**DESCRIPTION OF THE TASK**
Swap each occurrence of "bounding box" in the items below for "box coordinates", and reproduce every line with nothing else altered.

* * *

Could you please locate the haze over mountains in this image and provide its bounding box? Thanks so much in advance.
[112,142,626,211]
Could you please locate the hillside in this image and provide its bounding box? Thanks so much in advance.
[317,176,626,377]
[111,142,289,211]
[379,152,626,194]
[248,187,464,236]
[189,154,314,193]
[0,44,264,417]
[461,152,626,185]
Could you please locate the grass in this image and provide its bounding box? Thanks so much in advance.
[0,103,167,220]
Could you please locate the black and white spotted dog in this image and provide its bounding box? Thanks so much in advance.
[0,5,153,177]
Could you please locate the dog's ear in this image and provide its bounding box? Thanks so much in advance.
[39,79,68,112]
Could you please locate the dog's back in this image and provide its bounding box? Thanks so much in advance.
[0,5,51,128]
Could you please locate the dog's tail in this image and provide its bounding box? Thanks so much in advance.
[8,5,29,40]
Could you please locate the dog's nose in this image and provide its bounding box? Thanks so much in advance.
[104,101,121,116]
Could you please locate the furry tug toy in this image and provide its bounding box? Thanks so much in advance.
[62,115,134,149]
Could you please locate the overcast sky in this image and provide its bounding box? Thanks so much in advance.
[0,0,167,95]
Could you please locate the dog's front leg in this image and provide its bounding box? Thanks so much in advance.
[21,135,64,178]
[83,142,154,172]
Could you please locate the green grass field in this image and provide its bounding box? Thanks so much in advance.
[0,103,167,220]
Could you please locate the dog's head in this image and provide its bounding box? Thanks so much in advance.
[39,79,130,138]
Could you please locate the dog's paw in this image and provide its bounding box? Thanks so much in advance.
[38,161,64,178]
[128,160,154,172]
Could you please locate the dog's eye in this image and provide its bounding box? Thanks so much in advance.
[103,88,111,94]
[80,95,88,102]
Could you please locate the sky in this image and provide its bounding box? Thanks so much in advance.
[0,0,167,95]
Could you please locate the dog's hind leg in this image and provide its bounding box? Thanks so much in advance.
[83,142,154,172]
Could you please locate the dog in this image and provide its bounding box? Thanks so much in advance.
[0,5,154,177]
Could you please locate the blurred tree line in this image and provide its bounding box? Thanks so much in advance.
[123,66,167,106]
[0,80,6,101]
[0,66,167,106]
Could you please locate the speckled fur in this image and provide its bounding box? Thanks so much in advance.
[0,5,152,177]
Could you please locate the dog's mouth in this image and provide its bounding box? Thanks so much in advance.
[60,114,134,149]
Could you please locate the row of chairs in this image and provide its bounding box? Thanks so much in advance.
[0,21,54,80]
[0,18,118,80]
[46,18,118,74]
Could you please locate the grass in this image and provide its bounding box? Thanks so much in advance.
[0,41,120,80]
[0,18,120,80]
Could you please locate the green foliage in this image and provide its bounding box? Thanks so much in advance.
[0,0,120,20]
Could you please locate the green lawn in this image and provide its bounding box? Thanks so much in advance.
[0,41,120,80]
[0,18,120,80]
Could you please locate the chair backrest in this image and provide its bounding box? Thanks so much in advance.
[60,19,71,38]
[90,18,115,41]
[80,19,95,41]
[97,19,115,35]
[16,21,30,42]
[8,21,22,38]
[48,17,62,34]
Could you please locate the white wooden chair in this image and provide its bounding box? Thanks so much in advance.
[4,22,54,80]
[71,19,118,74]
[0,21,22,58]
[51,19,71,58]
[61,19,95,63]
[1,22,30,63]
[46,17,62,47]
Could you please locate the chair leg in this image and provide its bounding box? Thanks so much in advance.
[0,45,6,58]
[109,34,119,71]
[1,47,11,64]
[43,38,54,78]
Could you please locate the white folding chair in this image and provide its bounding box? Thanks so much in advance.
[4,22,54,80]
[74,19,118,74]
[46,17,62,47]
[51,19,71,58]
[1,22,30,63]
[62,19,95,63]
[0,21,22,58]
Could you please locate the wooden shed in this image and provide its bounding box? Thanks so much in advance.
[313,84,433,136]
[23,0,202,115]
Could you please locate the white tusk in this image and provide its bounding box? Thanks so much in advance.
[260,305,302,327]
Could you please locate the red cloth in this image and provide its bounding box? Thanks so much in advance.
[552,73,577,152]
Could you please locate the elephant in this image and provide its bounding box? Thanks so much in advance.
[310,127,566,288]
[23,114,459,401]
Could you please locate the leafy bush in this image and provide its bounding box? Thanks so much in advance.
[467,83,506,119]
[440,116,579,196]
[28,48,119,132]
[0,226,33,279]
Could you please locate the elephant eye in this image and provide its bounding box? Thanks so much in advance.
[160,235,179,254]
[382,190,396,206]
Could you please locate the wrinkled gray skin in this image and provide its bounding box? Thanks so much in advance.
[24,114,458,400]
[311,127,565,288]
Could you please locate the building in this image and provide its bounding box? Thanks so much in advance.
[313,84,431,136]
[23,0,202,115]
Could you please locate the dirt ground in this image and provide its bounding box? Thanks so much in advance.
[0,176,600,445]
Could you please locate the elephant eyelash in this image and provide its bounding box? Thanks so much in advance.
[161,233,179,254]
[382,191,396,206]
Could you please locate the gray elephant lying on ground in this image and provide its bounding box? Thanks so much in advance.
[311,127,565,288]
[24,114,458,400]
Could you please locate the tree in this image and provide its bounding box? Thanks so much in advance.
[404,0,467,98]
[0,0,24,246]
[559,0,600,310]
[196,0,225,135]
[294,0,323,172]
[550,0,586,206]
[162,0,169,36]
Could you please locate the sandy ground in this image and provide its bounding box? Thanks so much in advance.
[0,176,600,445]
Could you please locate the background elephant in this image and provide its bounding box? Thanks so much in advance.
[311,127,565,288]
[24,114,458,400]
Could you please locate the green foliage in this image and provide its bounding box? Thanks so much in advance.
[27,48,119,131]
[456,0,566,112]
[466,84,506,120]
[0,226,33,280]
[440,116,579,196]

* * *

**THE SOLUTION**
Could you please locate the haze over mountains in this image and provide its box coordinates? Thanks so much in advance.
[112,142,626,211]
Could you please locate the hillside in this image and provide its box coordinates? Thanks so much in advance.
[317,176,626,377]
[111,142,289,211]
[379,152,626,194]
[248,187,464,236]
[189,154,314,193]
[0,44,264,417]
[461,152,626,185]
Could you please locate the grass in this image and provide its box coordinates? Thanks so much in advance.
[0,103,167,220]
Could you please locate the black and white spotted dog in this image and provide its box coordinates? Thanks so much in advance.
[0,5,153,177]
Could you please locate the dog's ear in this image and provide its box coordinates? Thanks so much in advance.
[39,79,68,112]
Could you please locate the dog's back in this image and provide its box coordinates? Thanks so much in advance.
[0,5,51,128]
Could you please locate the dog's tail in this image and provide its box coordinates? Thanks so much in advance.
[8,5,29,40]
Could you please locate the dog's nose in this image and provide its box coordinates? Thanks so much in advance.
[104,101,121,116]
Could you please locate the furry tug toy in this image and provide its box coordinates? Thanks so much in advance.
[62,115,134,149]
Could you please locate the overcast sky in this image and provide its box coordinates? Thanks so much in advance.
[0,0,167,95]
Could you please locate the dog's front leg in this image and provide its box coordinates? Thanks so much in advance.
[21,135,64,178]
[83,142,154,172]
Could you please locate the green grass field in this image and provide its box coordinates? Thanks so much in advance.
[0,103,167,220]
Could you please locate the dog's head in this image and provide its box coordinates? Thanks so much in advance.
[39,79,130,138]
Could you please locate the dog's paw in this image and provide its box coordinates? Thanks so much in advance.
[38,161,64,178]
[128,160,154,172]
Could you please locate the dog's eye in this image and provide its box coordinates? Thanks so much in advance.
[103,88,111,94]
[80,95,88,102]
Could you please locate the sky in this image and provide its box coordinates? Thanks so much in advance.
[0,0,167,95]
Could you please locate the dog's hind leg in this image and provide its box coordinates? Thanks so much in advance.
[83,142,154,172]
Could you please locate the dog in this image and provide its box coordinates? Thanks so much in advance.
[0,5,154,177]
Could you please locate the blurred tree line in this image and provide its box coordinates? Thanks so much in advance.
[123,66,167,106]
[0,80,6,101]
[0,66,167,106]
Could you please locate the speckled fur in this image and provide its box coordinates? Thanks so much in advance.
[0,5,152,177]
Could you please locate the dog's mouth in this image and provide its box coordinates? Thanks so much in advance.
[60,114,134,149]
Could you please locate the row of chairs in this image and provide its box coordinates? Thanks so much in advance.
[0,21,54,80]
[0,18,118,80]
[46,18,118,74]
Could you please locate the grass in this image and provide its box coordinates? Thanks so much in advance.
[0,41,120,80]
[0,18,120,80]
Could you please locate the green foliage in this image and provide its box coordinates? Thanks so much in advance.
[0,0,120,20]
Could you please locate the green lawn in this image and provide its box coordinates? Thanks so much in advance.
[0,41,120,80]
[0,18,120,80]
Could you please locate the chair backrest in this image and provide its box coordinates? Thanks so much in advance.
[60,19,71,38]
[90,18,115,41]
[80,19,95,41]
[97,19,115,35]
[16,21,30,42]
[8,21,22,38]
[48,17,62,34]
Could you please locate the white wooden chair in this image and provide its box coordinates? Thanks so much in advance.
[4,22,54,80]
[71,19,118,74]
[0,21,22,58]
[51,19,71,58]
[61,19,95,63]
[1,22,30,63]
[46,17,62,47]
Could you please locate the chair leg in this image and provide its box coordinates? Thanks so much in advance.
[0,45,6,58]
[109,34,119,71]
[1,47,11,64]
[43,38,54,78]
Could you please locate the white folding chair in this image and provide its box coordinates? Thanks so much in advance.
[4,22,54,80]
[74,19,118,74]
[46,17,62,47]
[51,19,71,58]
[1,22,30,63]
[62,19,95,63]
[0,21,22,58]
Could you please locate the wooden shed in this image and provide its box coordinates? Thanks so much in advance.
[313,84,433,136]
[23,0,202,115]
Could you please locate the white tusk in this image and provide its box coordinates? Thanks so much in advance.
[260,305,302,327]
Could you please locate the red cloth in this image and provide its box coordinates? Thanks so much in advance.
[552,73,577,152]
Could you please locate the elephant in this image and provide its box coordinates? Thanks so much in advance.
[310,127,566,288]
[23,114,459,401]
Could you please locate the leafy bush in this image and provide its box coordinates? Thanks so much in advance.
[467,83,506,119]
[440,116,579,196]
[28,48,119,132]
[0,226,33,279]
Could you please locate the elephant eye in this image and provide its box coordinates? Thanks so much in advance.
[160,235,179,254]
[382,190,396,206]
Could you please locate the wrinkled gray skin in this image and provide its box coordinates? Thanks so much in advance.
[24,114,458,400]
[311,127,565,288]
Could you please locate the building in this image and provide its box coordinates? Thanks so much in advance.
[313,84,431,136]
[23,0,202,115]
Could you please locate the dirt ground in this image and provide its box coordinates? Thanks so much in advance.
[0,176,600,445]
Could you please locate the elephant eyelash in this image and provide its box coordinates? Thanks so much in advance.
[161,233,179,254]
[382,191,396,206]
Could you please locate the gray elephant lying on ground in this image and provide its box coordinates? Thanks so much in advance.
[311,127,565,288]
[24,114,458,400]
Could you please locate the tree in this image and provide its box coordinates? Thanks so much in advance.
[404,0,467,98]
[0,0,24,246]
[559,0,600,310]
[196,0,225,135]
[294,0,323,172]
[550,0,586,206]
[162,0,169,36]
Could you please locate the sandy ground in this image and provide its box coordinates? Thanks so much in advance.
[0,176,600,445]
Could you please locate the background elephant in this image and provide its box coordinates? Thanks so much in advance.
[311,127,565,288]
[24,114,458,400]
Could you please locate the green foliage in this image and provide its box coordinates? Thanks so much in advance.
[27,48,119,131]
[456,0,566,112]
[466,84,506,120]
[0,226,33,280]
[440,116,579,196]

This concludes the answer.